-- DATA PROVIDED start --

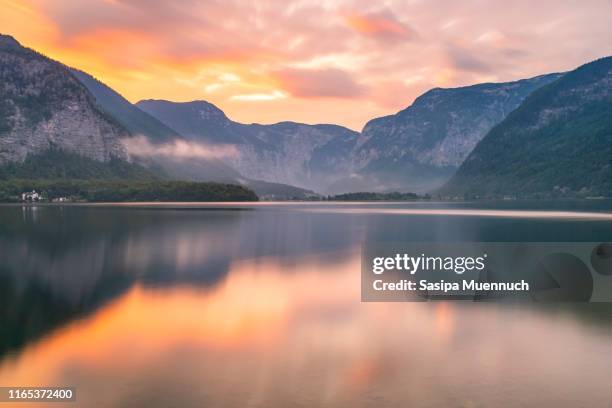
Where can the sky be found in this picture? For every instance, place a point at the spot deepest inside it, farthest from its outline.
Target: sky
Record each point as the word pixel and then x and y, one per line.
pixel 322 61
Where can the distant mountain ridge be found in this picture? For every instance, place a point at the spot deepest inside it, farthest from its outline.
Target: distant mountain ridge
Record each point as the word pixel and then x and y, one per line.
pixel 286 152
pixel 421 146
pixel 558 142
pixel 547 135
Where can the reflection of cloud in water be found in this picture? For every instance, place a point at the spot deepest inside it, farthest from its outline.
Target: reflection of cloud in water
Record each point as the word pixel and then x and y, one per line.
pixel 265 337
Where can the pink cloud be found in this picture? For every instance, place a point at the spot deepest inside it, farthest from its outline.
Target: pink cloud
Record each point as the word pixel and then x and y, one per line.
pixel 317 83
pixel 381 25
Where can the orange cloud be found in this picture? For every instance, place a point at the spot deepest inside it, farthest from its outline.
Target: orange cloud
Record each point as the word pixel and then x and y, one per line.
pixel 319 83
pixel 289 53
pixel 380 25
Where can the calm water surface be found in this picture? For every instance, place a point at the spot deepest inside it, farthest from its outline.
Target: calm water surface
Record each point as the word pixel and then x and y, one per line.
pixel 240 305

-- DATA PROVIDED end --

» **INSTRUCTIONS FOR THE TASK**:
Please change "farthest from its outline" to "most distant from its edge" everywhere in the data above, leaving everything else untouched. Leave the pictures out of your answer.

» **RESPONSE TO THIS TASK**:
Where can the sky be found in this picture? For every instance, place a point at the spot deepest inside it, most distant from its edge.
Target: sky
Record each point as the word pixel and then x and y, one per line.
pixel 322 61
Where can the distant mountain ridge be found in this picture? For every instance, place a point at the spot deepest inside it, most distant from its edge.
Target: distant mountain ridge
Record each point as the word pixel and then x and y, one per line.
pixel 286 152
pixel 421 146
pixel 558 142
pixel 547 135
Where can the reflection of cloud in water be found in this picture? For every instance, place a point at the spot deepest inside it, most distant from its edge.
Target: reflection of cloud in water
Record each point as the word pixel and then x and y, one per line.
pixel 265 337
Where can the pink cloud be found in this picture? For every instance, place a point at the spot deepest inside it, most distant from its edge.
Target: pink cloud
Record each point as the word pixel and then x and y, one per line.
pixel 317 83
pixel 381 25
Where can the orange cloud be found in this picture? For every instance, place a point at the spot deepest inside it, most distant from its edge.
Target: orange cloud
Record each point as the word pixel and then x and y, one per line.
pixel 319 83
pixel 289 53
pixel 380 25
Where can the calm water surface be found in this picture? For every instance, place a point at the spot deepest inside it, most distant from its edge.
Target: calm water surface
Record each point as the word pixel and then x and y, one per line.
pixel 240 305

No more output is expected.